_Task directions_: Only one span of the listing below is wanted: the lines from the one with "[[81, 181], [247, 458], [394, 148], [188, 37]]" through the one with "For every instance of the sky, mark", reproduced exactly, both ends kept.

_Given records_:
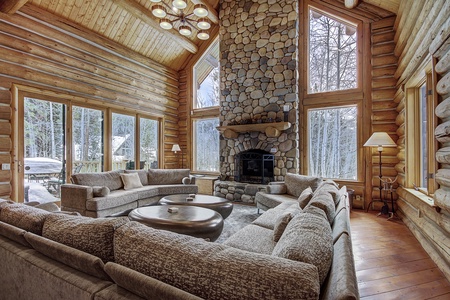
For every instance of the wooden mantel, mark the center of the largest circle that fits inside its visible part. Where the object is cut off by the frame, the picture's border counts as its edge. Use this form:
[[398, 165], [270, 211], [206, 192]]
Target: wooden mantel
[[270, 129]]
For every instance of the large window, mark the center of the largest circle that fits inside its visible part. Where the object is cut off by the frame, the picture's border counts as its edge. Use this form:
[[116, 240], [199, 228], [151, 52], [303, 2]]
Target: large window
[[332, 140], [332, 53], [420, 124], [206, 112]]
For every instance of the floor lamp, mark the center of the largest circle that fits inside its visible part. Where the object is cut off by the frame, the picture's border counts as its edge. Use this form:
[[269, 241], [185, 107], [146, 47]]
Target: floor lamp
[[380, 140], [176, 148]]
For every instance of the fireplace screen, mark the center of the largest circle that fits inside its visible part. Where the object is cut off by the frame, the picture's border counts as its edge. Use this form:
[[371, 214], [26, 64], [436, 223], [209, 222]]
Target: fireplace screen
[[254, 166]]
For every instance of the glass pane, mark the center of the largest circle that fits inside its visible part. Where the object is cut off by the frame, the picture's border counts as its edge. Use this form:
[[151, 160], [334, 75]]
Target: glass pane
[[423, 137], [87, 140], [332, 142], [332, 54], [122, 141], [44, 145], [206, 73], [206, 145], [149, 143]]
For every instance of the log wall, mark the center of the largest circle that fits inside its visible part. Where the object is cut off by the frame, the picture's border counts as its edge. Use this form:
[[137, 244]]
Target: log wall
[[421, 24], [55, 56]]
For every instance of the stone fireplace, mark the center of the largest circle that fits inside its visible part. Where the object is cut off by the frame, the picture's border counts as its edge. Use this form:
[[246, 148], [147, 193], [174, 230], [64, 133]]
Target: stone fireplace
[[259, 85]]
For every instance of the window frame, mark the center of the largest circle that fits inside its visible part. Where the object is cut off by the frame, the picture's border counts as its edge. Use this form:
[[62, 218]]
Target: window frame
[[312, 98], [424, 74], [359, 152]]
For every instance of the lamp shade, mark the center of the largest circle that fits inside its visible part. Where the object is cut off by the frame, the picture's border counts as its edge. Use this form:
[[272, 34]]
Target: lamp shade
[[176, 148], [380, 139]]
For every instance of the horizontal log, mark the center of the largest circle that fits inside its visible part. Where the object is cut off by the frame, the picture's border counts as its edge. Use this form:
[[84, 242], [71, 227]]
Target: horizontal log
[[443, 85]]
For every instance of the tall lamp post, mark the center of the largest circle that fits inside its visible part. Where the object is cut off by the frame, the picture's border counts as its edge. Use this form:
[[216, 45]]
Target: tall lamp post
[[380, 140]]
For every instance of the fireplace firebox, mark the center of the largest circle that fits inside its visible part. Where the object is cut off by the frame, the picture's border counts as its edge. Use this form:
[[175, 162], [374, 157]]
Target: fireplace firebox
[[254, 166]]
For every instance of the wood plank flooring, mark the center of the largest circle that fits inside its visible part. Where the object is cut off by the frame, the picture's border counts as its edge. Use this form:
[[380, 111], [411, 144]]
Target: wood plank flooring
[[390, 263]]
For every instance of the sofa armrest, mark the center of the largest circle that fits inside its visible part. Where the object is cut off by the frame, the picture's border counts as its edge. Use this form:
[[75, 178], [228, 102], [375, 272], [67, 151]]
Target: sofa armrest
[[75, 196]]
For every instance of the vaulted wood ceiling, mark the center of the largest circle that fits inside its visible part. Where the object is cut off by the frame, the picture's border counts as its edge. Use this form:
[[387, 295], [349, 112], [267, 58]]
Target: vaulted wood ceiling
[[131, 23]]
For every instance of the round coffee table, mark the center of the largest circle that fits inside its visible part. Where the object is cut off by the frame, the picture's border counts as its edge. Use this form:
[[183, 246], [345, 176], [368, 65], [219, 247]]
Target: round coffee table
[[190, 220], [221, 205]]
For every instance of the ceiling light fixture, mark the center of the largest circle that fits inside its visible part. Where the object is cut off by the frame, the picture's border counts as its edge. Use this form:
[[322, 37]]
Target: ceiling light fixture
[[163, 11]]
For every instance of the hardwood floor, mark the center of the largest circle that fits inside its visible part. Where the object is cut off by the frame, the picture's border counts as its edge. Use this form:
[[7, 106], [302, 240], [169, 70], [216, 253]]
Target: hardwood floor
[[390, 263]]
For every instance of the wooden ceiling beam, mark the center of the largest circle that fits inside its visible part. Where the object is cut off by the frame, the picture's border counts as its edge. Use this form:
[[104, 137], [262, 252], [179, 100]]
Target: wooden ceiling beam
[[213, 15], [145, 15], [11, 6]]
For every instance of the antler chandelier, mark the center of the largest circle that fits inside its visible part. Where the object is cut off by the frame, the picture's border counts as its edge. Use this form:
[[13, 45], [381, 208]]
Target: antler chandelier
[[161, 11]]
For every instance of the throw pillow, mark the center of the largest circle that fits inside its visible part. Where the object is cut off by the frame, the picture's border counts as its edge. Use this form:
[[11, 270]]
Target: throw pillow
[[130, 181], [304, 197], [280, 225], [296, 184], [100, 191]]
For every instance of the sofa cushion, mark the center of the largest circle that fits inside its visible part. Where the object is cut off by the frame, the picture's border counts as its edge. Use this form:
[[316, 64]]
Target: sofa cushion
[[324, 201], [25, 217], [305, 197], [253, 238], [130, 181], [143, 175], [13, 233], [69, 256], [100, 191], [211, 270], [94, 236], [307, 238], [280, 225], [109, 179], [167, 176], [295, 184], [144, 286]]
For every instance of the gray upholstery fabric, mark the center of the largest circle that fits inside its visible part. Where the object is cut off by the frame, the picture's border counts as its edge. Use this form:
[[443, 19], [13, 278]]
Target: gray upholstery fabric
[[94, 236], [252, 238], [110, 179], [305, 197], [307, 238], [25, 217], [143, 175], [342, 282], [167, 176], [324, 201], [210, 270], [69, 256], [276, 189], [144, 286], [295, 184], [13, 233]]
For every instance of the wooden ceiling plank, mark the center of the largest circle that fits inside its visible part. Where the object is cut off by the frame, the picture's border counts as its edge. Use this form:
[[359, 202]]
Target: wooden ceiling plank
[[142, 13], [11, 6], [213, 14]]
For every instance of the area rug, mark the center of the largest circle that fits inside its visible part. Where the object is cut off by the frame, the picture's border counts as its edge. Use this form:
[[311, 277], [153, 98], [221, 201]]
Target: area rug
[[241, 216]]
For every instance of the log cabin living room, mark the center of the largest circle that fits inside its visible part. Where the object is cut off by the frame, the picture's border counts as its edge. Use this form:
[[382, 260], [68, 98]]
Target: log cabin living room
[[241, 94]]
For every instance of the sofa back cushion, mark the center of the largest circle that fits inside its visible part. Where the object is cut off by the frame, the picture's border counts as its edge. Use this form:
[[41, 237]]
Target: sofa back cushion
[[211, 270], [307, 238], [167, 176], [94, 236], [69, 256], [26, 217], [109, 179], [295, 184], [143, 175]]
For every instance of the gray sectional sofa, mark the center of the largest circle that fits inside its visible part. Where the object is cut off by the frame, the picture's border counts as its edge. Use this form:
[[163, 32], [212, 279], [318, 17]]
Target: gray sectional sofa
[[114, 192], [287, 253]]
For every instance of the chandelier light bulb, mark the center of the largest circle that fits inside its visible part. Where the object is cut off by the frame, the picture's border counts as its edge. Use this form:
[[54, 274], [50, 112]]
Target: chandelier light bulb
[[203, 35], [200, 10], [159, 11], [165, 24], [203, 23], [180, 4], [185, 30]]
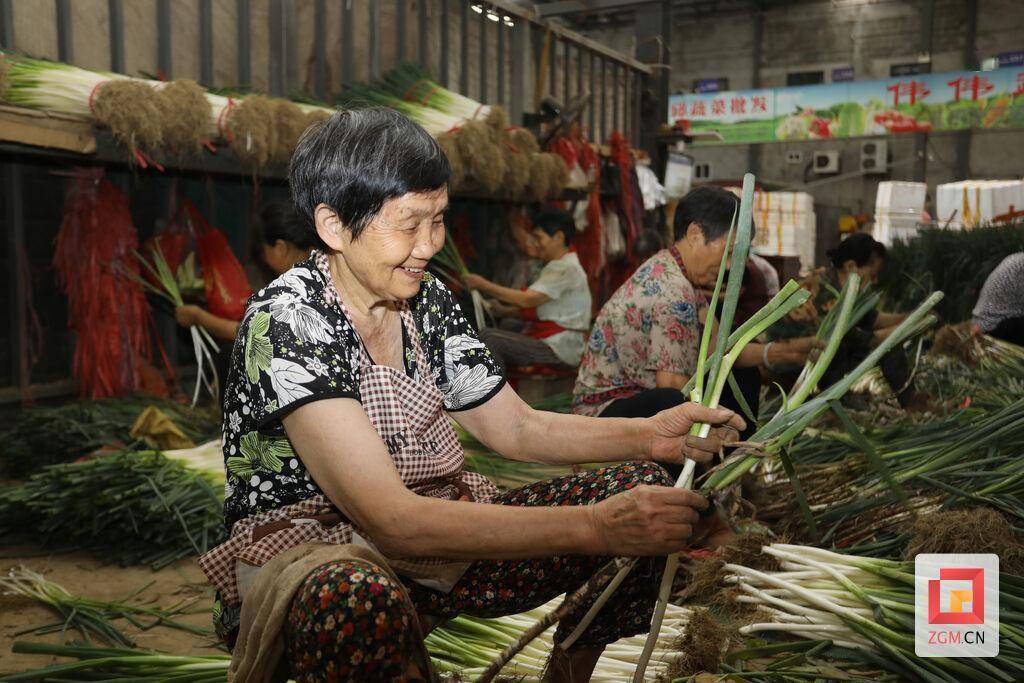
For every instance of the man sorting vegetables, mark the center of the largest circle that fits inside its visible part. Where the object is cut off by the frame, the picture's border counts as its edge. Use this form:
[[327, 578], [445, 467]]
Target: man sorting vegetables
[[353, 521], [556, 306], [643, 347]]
* * *
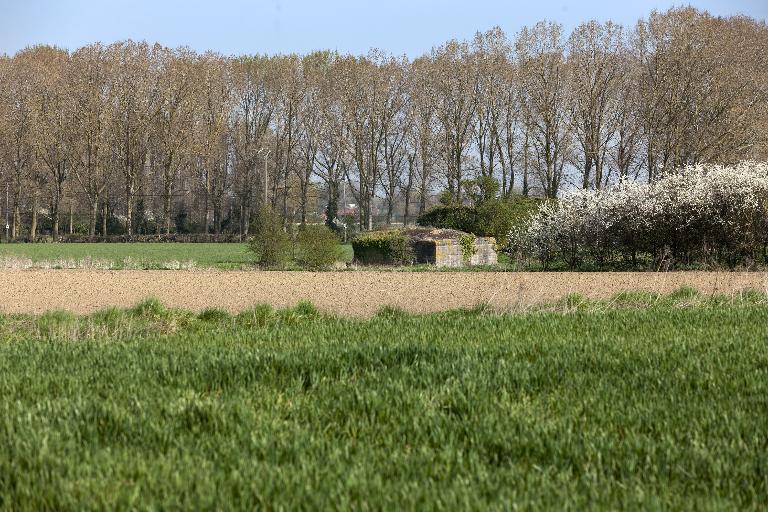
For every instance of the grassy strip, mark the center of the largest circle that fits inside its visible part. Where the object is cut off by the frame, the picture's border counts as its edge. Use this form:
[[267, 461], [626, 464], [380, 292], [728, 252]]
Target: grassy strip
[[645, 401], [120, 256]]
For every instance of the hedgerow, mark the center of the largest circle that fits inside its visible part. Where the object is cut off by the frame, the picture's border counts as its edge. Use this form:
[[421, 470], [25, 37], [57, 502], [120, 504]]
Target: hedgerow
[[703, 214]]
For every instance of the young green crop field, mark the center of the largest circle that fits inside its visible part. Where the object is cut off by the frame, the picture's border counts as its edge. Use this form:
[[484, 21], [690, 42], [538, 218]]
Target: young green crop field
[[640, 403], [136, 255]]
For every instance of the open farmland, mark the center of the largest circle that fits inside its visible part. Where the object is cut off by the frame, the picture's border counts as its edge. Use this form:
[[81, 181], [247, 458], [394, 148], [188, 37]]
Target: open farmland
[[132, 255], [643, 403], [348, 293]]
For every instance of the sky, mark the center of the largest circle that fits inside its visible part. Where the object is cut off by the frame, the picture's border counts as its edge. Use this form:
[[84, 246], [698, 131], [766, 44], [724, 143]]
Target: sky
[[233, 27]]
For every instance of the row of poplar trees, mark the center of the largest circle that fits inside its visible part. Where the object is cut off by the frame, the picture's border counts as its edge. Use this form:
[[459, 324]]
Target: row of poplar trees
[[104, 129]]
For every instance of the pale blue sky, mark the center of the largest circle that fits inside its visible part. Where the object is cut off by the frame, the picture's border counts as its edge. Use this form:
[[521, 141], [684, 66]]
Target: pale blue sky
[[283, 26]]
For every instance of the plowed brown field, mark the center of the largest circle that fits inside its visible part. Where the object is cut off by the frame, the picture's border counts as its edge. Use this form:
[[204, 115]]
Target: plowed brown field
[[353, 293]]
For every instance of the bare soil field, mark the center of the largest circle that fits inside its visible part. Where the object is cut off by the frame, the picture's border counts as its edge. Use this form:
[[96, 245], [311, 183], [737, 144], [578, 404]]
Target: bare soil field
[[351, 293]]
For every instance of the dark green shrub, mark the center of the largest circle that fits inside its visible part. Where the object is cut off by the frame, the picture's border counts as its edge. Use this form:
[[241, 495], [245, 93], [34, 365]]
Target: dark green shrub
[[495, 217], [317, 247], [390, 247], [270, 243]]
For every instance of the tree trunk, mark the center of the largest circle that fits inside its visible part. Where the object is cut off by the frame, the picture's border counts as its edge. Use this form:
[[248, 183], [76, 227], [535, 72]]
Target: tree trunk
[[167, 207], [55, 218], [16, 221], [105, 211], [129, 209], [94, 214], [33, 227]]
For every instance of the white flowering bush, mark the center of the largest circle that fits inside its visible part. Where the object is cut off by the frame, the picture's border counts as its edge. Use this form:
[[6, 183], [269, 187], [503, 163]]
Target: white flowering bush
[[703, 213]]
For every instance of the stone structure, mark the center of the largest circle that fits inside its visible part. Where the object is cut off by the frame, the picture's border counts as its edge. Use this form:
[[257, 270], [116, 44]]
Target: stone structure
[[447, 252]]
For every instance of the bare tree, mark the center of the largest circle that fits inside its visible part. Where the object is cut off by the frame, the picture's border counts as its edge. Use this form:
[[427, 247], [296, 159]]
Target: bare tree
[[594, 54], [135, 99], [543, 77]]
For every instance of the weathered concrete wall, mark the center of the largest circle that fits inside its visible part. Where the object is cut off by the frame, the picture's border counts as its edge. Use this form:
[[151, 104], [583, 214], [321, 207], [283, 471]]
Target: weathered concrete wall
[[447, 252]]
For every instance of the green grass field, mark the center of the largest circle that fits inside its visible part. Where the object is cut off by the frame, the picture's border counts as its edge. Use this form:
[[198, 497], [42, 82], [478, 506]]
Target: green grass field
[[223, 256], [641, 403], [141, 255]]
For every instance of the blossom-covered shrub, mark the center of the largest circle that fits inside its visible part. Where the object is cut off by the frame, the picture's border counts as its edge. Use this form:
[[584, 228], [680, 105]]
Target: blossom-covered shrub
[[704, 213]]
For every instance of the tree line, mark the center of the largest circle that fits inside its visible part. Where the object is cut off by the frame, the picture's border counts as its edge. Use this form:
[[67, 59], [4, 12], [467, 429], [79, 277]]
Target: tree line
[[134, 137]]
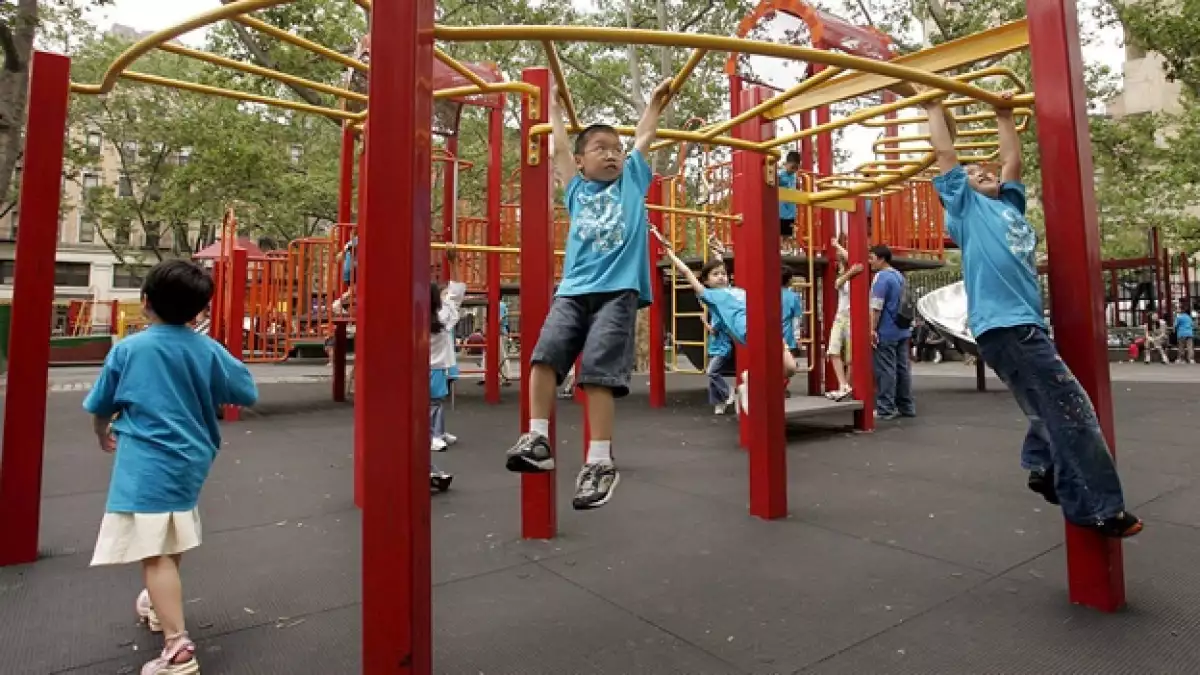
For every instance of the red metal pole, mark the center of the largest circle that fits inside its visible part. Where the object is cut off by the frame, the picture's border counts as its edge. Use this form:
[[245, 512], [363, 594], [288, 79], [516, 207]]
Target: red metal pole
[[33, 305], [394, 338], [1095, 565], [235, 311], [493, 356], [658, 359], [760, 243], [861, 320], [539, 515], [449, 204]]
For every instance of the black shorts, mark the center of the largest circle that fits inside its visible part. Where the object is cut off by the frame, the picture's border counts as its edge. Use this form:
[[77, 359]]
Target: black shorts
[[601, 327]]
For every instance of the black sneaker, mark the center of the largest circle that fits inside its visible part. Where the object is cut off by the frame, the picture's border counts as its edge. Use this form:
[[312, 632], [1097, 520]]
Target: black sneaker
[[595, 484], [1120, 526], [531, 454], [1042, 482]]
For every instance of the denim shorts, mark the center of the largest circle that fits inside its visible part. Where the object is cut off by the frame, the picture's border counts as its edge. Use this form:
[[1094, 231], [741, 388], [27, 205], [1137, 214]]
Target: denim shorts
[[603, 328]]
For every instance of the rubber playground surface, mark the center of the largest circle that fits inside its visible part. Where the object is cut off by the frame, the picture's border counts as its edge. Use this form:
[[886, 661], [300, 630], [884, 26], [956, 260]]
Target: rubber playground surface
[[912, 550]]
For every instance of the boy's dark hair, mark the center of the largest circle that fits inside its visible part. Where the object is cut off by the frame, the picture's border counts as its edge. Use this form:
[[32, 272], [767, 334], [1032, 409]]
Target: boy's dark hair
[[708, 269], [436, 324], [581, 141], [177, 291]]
...
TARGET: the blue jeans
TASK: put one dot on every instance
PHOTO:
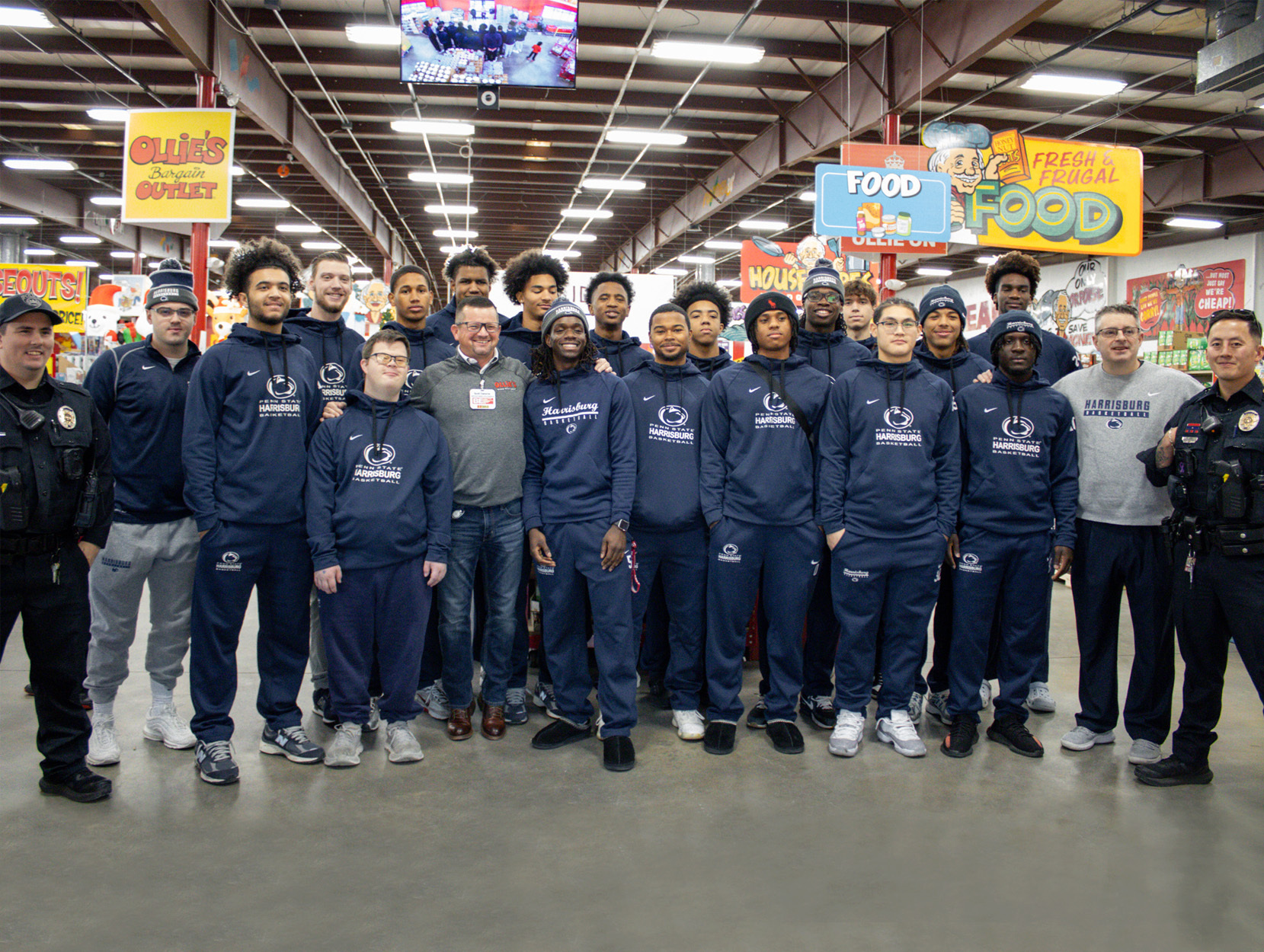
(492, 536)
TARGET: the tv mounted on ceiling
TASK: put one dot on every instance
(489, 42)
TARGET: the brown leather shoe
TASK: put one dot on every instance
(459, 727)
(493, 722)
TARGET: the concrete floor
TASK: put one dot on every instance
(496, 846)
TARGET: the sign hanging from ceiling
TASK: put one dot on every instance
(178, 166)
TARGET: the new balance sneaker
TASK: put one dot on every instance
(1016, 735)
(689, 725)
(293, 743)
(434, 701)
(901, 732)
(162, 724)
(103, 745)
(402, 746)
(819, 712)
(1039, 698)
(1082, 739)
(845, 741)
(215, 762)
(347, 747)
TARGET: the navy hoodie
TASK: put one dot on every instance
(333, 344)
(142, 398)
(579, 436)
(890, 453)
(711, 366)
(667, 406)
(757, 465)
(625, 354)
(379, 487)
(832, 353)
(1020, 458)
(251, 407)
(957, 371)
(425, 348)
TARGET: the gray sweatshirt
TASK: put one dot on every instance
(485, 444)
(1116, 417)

_Solution for this exercise_:
[[81, 181], [247, 458], [394, 148], [188, 37]]
Target: open farmland
[[132, 255], [643, 403], [348, 293]]
For every instance of the sky, mark the center of the largest circle that fits inside its visible part. Where the object is cut off by the frame, the picture's border counts as its edge. Use this form:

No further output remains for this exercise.